▶ Exercise input
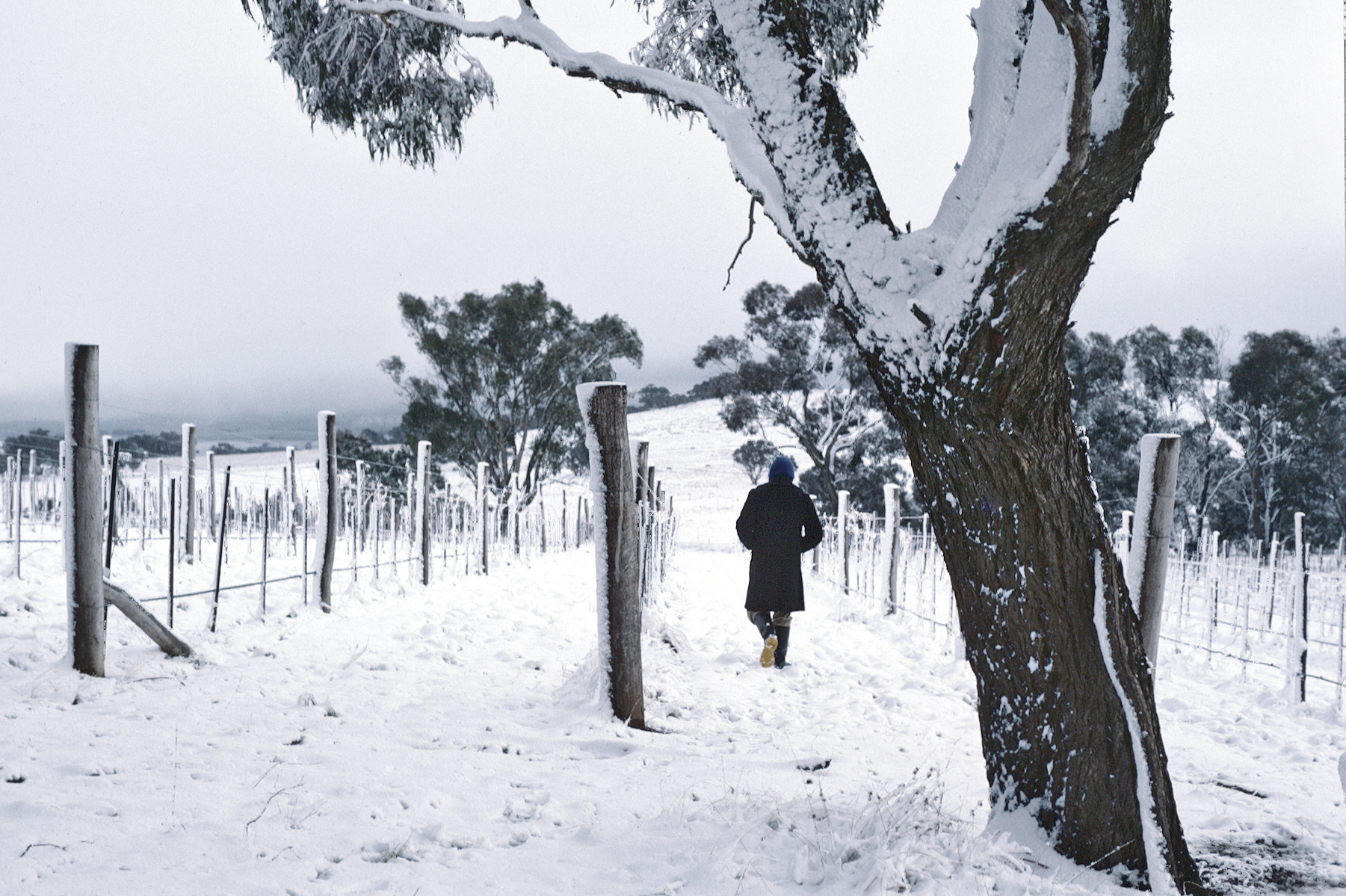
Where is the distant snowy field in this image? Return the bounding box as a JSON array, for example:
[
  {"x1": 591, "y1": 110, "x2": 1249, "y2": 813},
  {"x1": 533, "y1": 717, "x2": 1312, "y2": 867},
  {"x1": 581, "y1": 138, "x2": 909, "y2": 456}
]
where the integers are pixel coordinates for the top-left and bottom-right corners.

▶ Set problem
Recast the data above as a Markdown table with the columns Row and Line, giving each non-blank line its own numbered row. Leave the picture out of the table.

▶ Written solution
| Row | Line |
|---|---|
| 1 | Where is the distant snowy field in this image? Return the bounding box as a JSON array, for example: |
| 2 | [ |
| 3 |   {"x1": 591, "y1": 110, "x2": 1249, "y2": 813}, |
| 4 |   {"x1": 533, "y1": 717, "x2": 1312, "y2": 867}, |
| 5 |   {"x1": 581, "y1": 138, "x2": 909, "y2": 456} |
| 6 | ] |
| 7 | where the integers are pixel coordinates for the top-left and bottom-right corners. |